» **Work item**
All of the data below is to be printed again exactly.
+ + + + + + +
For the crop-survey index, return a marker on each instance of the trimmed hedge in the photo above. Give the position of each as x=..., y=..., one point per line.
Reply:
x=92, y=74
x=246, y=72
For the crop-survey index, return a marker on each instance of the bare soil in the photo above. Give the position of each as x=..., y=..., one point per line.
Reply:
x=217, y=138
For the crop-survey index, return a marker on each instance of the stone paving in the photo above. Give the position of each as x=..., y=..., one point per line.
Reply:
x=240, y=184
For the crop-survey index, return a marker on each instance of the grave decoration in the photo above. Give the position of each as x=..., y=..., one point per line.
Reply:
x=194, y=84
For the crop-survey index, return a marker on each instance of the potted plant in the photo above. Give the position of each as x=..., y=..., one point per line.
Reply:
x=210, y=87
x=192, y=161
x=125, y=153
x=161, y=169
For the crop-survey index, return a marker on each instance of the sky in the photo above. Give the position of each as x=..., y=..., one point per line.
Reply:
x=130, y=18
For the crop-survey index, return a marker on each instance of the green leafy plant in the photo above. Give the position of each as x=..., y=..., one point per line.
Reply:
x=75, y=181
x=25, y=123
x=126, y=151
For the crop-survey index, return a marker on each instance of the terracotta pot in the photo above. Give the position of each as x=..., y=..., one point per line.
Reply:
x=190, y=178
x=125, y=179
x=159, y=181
+ + + + + + +
» **Response**
For the crop-survey index, return a marker on each instance of the trimmed hedge in the photo above. Give the position of each as x=..., y=..., one point per line.
Reply:
x=92, y=74
x=246, y=72
For the crop-survey index, return a marker on each instance of the bare soil in the photo above. Give the position of each as x=..., y=..., one point per line.
Reply:
x=217, y=138
For the crop-survey index, return a marker on each instance of the stone paving in the photo above. Give the position of each as x=..., y=..., one point per line.
Reply:
x=240, y=184
For the crop-survey index, return a marker on each instance of the grave decoration in the photo above. Give the position of each as x=..., y=..., one point per line.
Reply:
x=194, y=84
For the crop-survey index, return a marker on each instance of the potted plant in the photo above. Give the position of each as x=..., y=..., one point per line.
Reply:
x=210, y=87
x=192, y=161
x=125, y=153
x=161, y=169
For the crop-survey index, return a marker on each instance of the sky in the photo above. Give the position of each as x=..., y=..., one point per line.
Reply:
x=130, y=18
For the crop-survey index, return a marker on each instance of the green leafy plant in the photo above. Give the position of each as x=..., y=..., one point per line.
Reply:
x=75, y=181
x=25, y=123
x=126, y=151
For the crop-survey index, return a marker on each instance of the terracotta pot in the photo above. Give the position of each as x=..., y=..., one point per line.
Reply:
x=190, y=178
x=125, y=179
x=159, y=181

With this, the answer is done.